** start INPUT ROWS **

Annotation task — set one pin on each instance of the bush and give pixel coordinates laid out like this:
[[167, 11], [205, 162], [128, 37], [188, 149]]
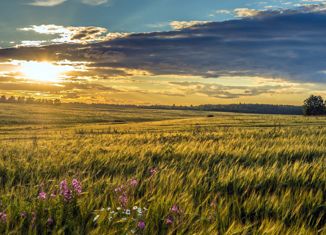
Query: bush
[[314, 105]]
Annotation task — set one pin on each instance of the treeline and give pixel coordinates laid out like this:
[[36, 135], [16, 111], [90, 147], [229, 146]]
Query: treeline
[[237, 108], [28, 100]]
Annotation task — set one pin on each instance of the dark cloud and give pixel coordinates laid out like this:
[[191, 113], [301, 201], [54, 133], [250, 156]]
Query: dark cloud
[[227, 92], [288, 44]]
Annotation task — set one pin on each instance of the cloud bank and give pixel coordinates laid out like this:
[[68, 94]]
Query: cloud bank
[[283, 44]]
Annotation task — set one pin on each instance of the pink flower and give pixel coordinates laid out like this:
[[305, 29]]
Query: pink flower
[[23, 214], [123, 199], [141, 224], [169, 220], [50, 222], [153, 171], [119, 189], [42, 195], [77, 186], [133, 182], [175, 209], [65, 191], [3, 217]]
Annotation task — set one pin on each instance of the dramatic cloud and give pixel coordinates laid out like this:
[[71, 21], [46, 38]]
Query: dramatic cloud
[[245, 12], [46, 3], [74, 34], [281, 44], [178, 25], [228, 92], [94, 2]]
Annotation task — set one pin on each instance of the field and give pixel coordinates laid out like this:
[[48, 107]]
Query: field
[[159, 172]]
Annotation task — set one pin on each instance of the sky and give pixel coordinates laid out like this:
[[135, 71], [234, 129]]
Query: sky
[[183, 52]]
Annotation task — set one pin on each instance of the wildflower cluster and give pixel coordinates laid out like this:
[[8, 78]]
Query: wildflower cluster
[[173, 215], [3, 217]]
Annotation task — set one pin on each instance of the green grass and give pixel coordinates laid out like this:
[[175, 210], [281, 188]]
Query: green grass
[[230, 174]]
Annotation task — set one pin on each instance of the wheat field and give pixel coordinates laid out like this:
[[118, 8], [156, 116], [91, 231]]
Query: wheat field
[[91, 170]]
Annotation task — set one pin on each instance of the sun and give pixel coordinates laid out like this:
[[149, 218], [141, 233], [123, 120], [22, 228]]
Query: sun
[[42, 71]]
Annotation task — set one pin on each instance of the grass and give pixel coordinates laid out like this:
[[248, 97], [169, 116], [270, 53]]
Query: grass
[[229, 174]]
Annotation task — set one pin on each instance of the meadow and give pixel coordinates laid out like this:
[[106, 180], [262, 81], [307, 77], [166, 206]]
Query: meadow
[[73, 169]]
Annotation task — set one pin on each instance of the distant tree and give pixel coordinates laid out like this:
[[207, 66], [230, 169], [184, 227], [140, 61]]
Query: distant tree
[[314, 105]]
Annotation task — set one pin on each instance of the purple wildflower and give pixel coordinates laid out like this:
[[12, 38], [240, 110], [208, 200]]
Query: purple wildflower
[[42, 195], [175, 209], [119, 189], [123, 199], [141, 224], [50, 222], [23, 214], [3, 217], [153, 171], [133, 182], [65, 191], [169, 220], [77, 186]]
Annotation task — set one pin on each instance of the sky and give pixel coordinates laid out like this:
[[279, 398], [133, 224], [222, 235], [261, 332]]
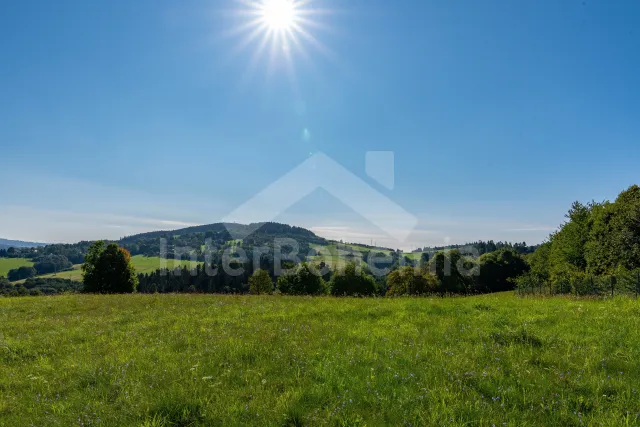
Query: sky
[[119, 117]]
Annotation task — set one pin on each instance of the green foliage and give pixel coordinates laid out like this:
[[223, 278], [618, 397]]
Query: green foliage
[[51, 264], [453, 271], [597, 240], [498, 269], [303, 280], [7, 264], [352, 281], [108, 270], [260, 282], [411, 281], [21, 273]]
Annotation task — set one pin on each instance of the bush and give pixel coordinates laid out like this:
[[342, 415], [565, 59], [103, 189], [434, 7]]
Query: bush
[[108, 270], [301, 281], [352, 281], [411, 281], [260, 282]]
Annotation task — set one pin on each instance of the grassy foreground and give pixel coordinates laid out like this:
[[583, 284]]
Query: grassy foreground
[[161, 360]]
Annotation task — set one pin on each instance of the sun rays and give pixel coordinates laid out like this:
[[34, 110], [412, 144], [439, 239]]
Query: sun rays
[[278, 31]]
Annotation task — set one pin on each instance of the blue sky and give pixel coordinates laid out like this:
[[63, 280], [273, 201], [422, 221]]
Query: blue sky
[[119, 117]]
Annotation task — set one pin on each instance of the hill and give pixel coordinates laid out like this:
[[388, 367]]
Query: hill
[[203, 360], [6, 244]]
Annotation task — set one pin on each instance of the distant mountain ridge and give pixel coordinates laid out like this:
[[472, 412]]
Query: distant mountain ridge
[[6, 244]]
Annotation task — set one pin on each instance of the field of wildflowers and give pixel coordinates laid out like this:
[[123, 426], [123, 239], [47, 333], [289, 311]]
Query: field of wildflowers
[[191, 360]]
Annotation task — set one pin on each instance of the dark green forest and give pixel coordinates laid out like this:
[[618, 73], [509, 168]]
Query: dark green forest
[[595, 251]]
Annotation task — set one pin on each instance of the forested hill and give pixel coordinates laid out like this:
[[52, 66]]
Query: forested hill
[[6, 244], [192, 240]]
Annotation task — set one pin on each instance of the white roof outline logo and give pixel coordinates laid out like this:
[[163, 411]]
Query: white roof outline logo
[[321, 171]]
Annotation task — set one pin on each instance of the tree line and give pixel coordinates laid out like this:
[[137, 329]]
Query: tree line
[[597, 249]]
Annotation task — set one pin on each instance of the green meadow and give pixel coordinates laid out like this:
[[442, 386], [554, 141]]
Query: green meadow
[[141, 263], [7, 264], [212, 360]]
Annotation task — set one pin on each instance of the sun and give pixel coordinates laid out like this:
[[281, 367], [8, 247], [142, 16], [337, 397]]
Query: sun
[[279, 15], [283, 31]]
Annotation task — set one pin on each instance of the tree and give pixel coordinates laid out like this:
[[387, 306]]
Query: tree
[[301, 281], [108, 270], [260, 282], [447, 268], [352, 282], [411, 281], [497, 269]]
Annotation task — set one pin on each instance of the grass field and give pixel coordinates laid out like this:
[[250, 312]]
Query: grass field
[[142, 264], [162, 360], [7, 264]]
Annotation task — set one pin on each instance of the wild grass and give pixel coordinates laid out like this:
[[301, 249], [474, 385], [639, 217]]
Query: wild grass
[[7, 264], [182, 360]]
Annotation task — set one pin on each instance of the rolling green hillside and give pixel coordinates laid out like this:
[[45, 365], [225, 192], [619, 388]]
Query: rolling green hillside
[[141, 263], [7, 264]]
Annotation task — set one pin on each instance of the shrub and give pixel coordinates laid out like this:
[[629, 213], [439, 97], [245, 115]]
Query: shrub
[[411, 281], [260, 282], [352, 281]]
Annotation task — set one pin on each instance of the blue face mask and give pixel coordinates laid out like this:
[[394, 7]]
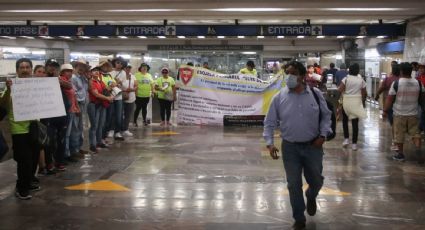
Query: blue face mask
[[291, 81]]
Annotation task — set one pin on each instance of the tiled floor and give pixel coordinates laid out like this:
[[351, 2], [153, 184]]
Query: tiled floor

** end INPUT ROWS **

## [WHAT THE TASK ASKS]
Each line from the one that contains "of the rolling" to the end of the listing must be quoted exactly; no other line and no picture belongs in the copy.

## [RESULT OF THIS TASK]
Annotation task — set one pin on each instance of the rolling green hillside and give pixel coordinates laid out like this:
[[45, 365], [225, 192], [619, 388]]
Query: rolling green hillside
[[141, 263], [7, 264]]
Annotation task — set one pin on each instance of the shrub and give pixel coordinates laid out like this:
[[629, 213], [439, 97], [245, 115]]
Query: shrub
[[411, 281], [260, 282], [352, 281]]
Annotation task — set one pin on each instance of the blue face mask and give pixel coordinates laid out like this:
[[394, 7]]
Query: blue face mask
[[291, 81]]
Annotation task — set one pin on each instance of the tiled floor and give pixel coordinates laid out like this:
[[351, 2], [153, 184]]
Query: tiled floor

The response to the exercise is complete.